* [The task]: Carry on the blog post about circumcision and standing stones at Gezer, starting right after its final sentence.

* [Text excerpt]:
◇ ◇ ◇ ◇
Thursday, November 19, 2015

Circumcision and Standing Stones in the Judean Hills

Ritual purification and circumcision are depicted in the tomb of Ankhmahor in Saqqara,
Sixth Dynasty. Believed to be practices of a royal priest caste.

The Egyptian word for phallus was khenen related to khenty, meaning "before" or "in front of "

Tel Gezer is an old high place (kar, ophel, tamana) in the western Shephelah in Israel. It was comprised of two hills with a narrow valley between them. This represents typical typography of ancient shrine settlements with a bamah or high altar. It was a place of ritual. Likely circumcision was one of the rituals. Flint or obsidian knives were used to perform circumcisions. These often had edges sharper than modern surgical steel. Flint workshops have been found throughout the Judean hills and in Galilee. It appears that these knives were used even after the production of iron tools. Infection was less of a risk given the high saline composition of the flint.

The Egyptians had a settlement at Gezer in the 11th century BC.  In the Middle Bronze Age (ca. 2200–1500 BC) the city was fortified. There was a gate, a tower, and a protected water system. These would have been built under the direction of the ruler of the area, probably a vassal of the Pharaoh. The Judean high places were under the control of Egypt from about 2000 to 1178 BC. The tenth century BC Gezer Calendar appears to reflect Nilotic farming practices.

The Gezer water system was first excavated from 1902–1905 and 1907–1909 by Irish archaeologist R.A.S. Macalister. According to Dan Warner, Co-director of the Tel Gezer Water System Project, “The system fits well with other features in close proximity: to the south the massive gate and stone tower and to the northeast the large standing stones.”
◇ ◇ ◇ ◇
* [Material shown]:
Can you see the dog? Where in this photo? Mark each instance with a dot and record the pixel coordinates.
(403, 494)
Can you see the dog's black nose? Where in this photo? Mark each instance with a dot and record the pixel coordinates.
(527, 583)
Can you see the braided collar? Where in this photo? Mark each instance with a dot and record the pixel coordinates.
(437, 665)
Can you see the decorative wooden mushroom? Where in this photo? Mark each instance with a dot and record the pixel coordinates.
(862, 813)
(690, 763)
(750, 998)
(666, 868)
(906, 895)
◇ ◇ ◇ ◇
* [Response below]:
The keyhole-shaped entrance of the water system. Photo: Dan Warner

The water system provided a means of getting water to inhabitants within the city walls. It had a “keyhole-shaped entrance,” measuring 12 feet across and 24 feet high, a sloping shaft running 138 feet downward at a 38° angle to the collection basin, and a collection basin, which extended on to a nearby cavern. Usually the excavators of water shafts and tunnels of this type took advantage of natural karstic fissures in the rock when cutting passages.

Archaic high places were on hills near water systems. They were often marked by standing stones (menhirs) such as these found at Tel Gezer. These date to the period of the standing stones erected on Salisbury Plain in England around 2500 B.C.

Standing stones at the Gezer “high place” Photo: Dennis Cole.

Circles of standing stones can be found in the Sinai, the Negev and in the Judean hills. In Hebrew they are called  masseboth (singular, massebah) which is usually translated as “pillars” or “standing stones.” They are arranged to create a religious site.

The appearance of standing stones aligns with the movements of the peoples in the R1b haplogroup.

The oldest known stone circles date to 175,000 years ago and were formed inside the Bruniquel cave in southwestern France. These appear to have been ceremonial sites where Neanderthal humans controlled fire and consumed animals.

Some of the stone circles and megaliths found in Senegal and Gambia date to the 3rd century BC. The late Catherine Acholonu called attention to megaliths in the Cross River region of Nigeria and Cameroon. She estimated a total up to 32 such sites, but did not indicate that these all were circles. Sometimes a single standing stone marked a sacred shrine. Apparently, at least one circle has been found at Emangabe.

In Sardinia, 200 menhirs in the locality Biru‘e Concas have been dated between the late Neolithic (3200-2800 BC) and the Eneolithic (2800-1800 BC). These are located at the geographic center of Sardinia.

There are about 40 Paleolithic sites in the Judean hills, many of them near Bethlehem. Human habitation in the area of Bethlehem between (100,000-10,000 BC) is well-attested along the north side of Wadi Khareitun where there are three caves: Iraq al-Ahmar, Umm Qal’a, and Umm Qatafa. These caves were homes in a wooded landscape overlooking a river. At Umm Qatafa archaeologists have found the earliest evidence of the domestic use of fire in Palestine.

Chalcolithic finds in the Judean caves include clay vessels decorated with red paint, ropes, reed mats, shell and bone necklaces, leather, wood artifacts, flint implements, and globular stone grinding and pounding vessels.